▶ TEXTO FORNECIDO:
10/04/2015

International Higher Education | 78

O elo perdido no desenvolvimento da competência intercultural: a capacidade organizacional de entrega da universidade

Jeanine Gregersen-Hermans
Diretora de Recrutamento de Estudantes na University of Hull no Reino Unido. Está em preparação de seu doutorado no Centro para Interancionalização do Ensino Superior na Universita Catolica, Milão Itália. E-mail: j.gregersen@hull.ac.uks
Alguém pode afirmar com segurança que a internacionalização é uma realidade estabelecida na maioria das universidades da Europa continental e que tem se tornado parte integral de estratégias institucionais para o ensino e a pesquisa. A maioria das universidades, de uma forma ou de outra, tem adotado uma dimensão internacional em suas estratégias, seja como núcleo para suas estratégias e completamente integrado na estratégia institucional geral, ou como pilar e linha de ação independente. 
 
O discurso acadêmico sobre das razões para internacionalização do ensino superior nos níveis supragovernamentais, governamentais e institucionais inclui comumente a conscientização cultural e o desenvolvimento da compreensão mútua. Por certo, a competência intercultural é uma razão tradicional que ao longo dos anos tem retido sua validade. Contudo, os valores subjacentes da “contribuição para um mundo melhor e mais pacífico têm mudado;” para o recrutamento e atração de talentos no contexto da sociedade do conhecimento; e da criação de “cidadãos globais” para o aumento de oportunidades de empregabilidade e “obtenção de conhecimento útil das profissões internacionalizadas da era pós-industrial.” O problema é que, além das declarações de que a “internacionalização está relacionada à diversidade de culturas” ou a “celebração da diferença cultural”, tais razões oferecem pouca clareza em como as instituições do ensino superior que ambicionam aumentar o aprendizado intercultural e o desenvolvimento da competência têm progredido nesse sentido.
 
A mudança de enfoque em resultados e avaliação: um passo à frente
Embora mudanças possam ser observadas no discurso da internacionalização - dos resultados em termos de tais atividades de internacionalização até os resultados de tais atividades relacionadas ao desenvolvimento da competência intercultural e como tudo isso é avaliado – a dúvida que surge é se alguém poderia afirmar com segurança se as universidades conseguiriam realmente entregar e aumentar a competência intercultural de seus graduados. Recentemente, Hawanini, professor na INSEAD, levantou graves preocupações sobre se a transformação relacionada a universidades verdadeiramente globais está realmente acontecendo. Embora considerada como bem sucedida em sua missão de internacionalização, as instituições poderão falhar na entrega de resultados relacionados a riqueza da experiência internacional e aprendizagem do estudante.   O processo da internacionalização pode falhar devido aos fundamentos institucionais em um contexto doméstico, inércia organizacional e barreiras institucionais. Esta analise deixa claro que qualquer abordagem para a internacionalização não deverá apenas levar em consideração os desenvolvimentos no ambiente externo nacional ou internacional. Fatores internos, tais como a cultura organizacional ou recursos internos disponíveis, são também fatores de influência. Um enfoque na capacidade organizacional de uma universidade de realmente entregar aos seus graduados a promessa de desenvolvimento de competência intercultural até agora parece ser um elo em falta nas estratégias das universidades da Europa continental no que tange à internacionalização, e recebe apenas atenção limitada na literatura acadêmica.

▶ ENTRADAS:
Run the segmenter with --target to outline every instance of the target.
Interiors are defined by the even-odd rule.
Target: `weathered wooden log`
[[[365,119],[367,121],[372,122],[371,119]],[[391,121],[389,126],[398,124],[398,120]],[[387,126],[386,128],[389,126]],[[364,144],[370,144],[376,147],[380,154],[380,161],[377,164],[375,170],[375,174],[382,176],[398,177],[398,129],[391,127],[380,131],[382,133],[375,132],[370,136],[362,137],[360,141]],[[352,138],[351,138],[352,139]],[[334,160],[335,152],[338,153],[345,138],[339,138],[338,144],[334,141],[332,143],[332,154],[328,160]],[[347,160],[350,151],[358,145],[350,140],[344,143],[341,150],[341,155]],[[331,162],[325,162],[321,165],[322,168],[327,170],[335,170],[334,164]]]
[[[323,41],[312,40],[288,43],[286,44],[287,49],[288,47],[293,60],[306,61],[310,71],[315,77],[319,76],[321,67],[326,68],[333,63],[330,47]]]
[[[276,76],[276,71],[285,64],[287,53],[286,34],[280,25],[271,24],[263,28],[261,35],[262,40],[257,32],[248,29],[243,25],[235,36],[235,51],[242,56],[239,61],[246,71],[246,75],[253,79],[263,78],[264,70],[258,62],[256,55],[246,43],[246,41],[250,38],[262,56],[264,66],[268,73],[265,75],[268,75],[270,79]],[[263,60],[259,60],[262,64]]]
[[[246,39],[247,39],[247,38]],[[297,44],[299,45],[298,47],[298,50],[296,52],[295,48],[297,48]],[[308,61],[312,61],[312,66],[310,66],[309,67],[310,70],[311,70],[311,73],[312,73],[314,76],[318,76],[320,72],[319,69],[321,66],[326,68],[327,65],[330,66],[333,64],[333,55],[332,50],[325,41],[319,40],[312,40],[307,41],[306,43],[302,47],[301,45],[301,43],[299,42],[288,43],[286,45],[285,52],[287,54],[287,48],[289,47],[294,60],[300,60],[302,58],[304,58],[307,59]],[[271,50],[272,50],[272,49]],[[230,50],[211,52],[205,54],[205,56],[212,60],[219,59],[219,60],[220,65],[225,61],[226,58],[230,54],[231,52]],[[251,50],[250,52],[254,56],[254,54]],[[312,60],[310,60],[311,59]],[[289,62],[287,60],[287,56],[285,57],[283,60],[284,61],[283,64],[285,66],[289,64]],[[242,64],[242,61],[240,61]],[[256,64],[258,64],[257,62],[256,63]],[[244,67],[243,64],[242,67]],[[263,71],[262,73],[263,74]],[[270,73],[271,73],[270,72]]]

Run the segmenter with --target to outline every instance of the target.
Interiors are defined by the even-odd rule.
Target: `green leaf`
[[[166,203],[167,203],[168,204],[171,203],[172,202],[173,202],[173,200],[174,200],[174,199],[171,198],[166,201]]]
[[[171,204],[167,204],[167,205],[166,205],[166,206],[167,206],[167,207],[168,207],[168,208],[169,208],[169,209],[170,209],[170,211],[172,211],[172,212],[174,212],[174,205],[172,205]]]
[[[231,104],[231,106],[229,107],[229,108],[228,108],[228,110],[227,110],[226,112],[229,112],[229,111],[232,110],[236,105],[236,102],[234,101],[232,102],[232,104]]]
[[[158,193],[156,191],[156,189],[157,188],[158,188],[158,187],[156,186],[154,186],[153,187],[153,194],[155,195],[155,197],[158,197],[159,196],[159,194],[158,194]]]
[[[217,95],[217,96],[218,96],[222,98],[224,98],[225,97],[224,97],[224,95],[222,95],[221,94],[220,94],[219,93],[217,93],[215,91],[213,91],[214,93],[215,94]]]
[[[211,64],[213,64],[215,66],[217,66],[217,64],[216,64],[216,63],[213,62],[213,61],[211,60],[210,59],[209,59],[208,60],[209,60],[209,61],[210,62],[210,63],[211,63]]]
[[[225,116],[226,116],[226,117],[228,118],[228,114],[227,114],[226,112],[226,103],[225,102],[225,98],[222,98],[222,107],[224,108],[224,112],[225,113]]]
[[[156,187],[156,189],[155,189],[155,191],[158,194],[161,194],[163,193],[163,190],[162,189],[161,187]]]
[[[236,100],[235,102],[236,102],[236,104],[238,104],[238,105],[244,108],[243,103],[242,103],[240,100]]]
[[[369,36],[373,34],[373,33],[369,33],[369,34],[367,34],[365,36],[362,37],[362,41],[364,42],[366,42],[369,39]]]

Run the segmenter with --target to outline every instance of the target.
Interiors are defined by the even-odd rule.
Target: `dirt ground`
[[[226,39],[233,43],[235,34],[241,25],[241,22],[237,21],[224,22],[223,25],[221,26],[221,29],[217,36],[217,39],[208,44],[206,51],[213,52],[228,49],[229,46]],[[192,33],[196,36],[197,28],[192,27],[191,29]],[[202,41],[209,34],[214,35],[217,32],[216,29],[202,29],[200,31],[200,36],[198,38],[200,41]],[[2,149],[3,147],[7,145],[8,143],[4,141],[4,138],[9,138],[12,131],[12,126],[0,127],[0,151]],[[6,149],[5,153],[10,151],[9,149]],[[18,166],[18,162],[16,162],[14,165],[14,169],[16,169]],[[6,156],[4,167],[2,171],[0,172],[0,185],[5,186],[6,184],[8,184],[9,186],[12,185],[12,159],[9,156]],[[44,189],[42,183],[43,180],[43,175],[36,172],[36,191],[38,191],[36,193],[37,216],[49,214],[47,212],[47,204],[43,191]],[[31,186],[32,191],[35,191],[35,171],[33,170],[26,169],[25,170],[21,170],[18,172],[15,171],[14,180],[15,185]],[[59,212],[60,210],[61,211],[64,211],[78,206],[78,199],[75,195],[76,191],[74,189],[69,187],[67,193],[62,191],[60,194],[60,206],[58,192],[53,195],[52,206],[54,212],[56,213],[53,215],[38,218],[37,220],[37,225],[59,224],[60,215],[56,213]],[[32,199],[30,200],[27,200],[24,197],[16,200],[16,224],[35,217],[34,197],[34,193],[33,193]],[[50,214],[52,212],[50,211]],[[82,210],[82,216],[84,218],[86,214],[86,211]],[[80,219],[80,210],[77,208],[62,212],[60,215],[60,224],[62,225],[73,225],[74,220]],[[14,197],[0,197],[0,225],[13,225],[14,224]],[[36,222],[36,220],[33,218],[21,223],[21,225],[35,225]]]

▶ INSTRUÇÕES DA TAREFA: Transcreva do texto sobre internacionalização o trecho que vai de "Jeanine Gregersen-Hermans" até "de ação independente.". Baseie-se somente no texto sobre internacionalização.

▶ RESPOSTA ESCRITA:
Jeanine Gregersen-Hermans
Diretora de Recrutamento de Estudantes na University of Hull no Reino Unido. Está em preparação de seu doutorado no Centro para Interancionalização do Ensino Superior na Universita Catolica, Milão Itália. E-mail: j.gregersen@hull.ac.uks
Alguém pode afirmar com segurança que a internacionalização é uma realidade estabelecida na maioria das universidades da Europa continental e que tem se tornado parte integral de estratégias institucionais para o ensino e a pesquisa. A maioria das universidades, de uma forma ou de outra, tem adotado uma dimensão internacional em suas estratégias, seja como núcleo para suas estratégias e completamente integrado na estratégia institucional geral, ou como pilar e linha de ação independente.